* [Records]
○ ○ ○
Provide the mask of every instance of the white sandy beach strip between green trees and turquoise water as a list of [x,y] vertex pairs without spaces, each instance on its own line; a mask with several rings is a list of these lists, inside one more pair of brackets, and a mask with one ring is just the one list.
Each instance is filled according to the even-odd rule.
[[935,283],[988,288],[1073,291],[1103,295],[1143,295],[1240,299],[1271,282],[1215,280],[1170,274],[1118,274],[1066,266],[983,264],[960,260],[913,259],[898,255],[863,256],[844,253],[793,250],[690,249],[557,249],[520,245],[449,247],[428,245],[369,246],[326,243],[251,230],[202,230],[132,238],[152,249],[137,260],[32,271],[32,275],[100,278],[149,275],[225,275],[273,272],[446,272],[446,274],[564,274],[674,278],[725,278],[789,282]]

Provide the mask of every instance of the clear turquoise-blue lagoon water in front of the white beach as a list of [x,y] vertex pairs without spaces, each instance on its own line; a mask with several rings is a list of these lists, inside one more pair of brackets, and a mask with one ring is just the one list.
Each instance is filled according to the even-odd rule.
○ ○ ○
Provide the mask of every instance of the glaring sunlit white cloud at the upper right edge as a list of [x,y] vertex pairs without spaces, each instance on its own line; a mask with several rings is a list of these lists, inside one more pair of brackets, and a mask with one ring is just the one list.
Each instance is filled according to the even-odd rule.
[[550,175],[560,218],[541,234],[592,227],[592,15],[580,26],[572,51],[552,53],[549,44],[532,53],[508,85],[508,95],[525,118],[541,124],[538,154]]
○ ○ ○
* [Task statement] The answer must be a single number: how many lines in the listing above include the word "spaces".

* [Solution] 3